DATASET CONTENT:

________________________

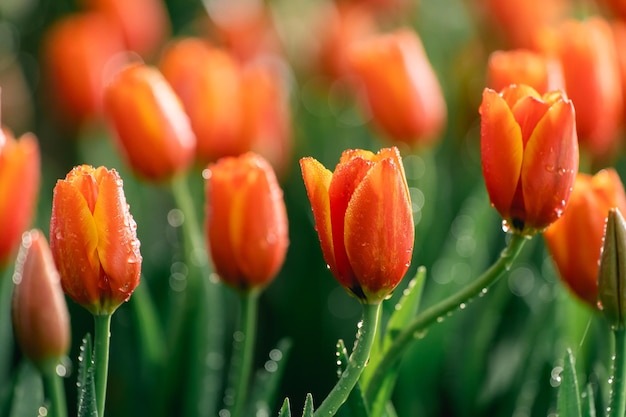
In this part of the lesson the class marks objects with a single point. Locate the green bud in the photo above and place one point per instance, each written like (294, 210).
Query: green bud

________________________

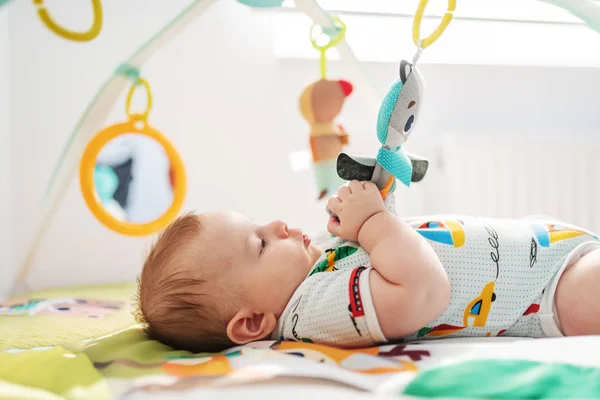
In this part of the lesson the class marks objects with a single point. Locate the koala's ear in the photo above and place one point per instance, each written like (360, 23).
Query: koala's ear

________________________

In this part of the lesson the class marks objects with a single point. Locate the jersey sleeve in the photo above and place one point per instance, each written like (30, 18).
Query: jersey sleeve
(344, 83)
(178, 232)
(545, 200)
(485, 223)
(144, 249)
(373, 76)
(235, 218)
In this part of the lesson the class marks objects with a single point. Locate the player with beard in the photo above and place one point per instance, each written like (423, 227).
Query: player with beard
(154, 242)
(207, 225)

________________________

INSTRUCTIONS TO FOLLOW:
How many lines in the rows above contain the word "like"? Case matters, so match capital and small letters exactly, and reply with the number alone.

TASK OUTPUT:
4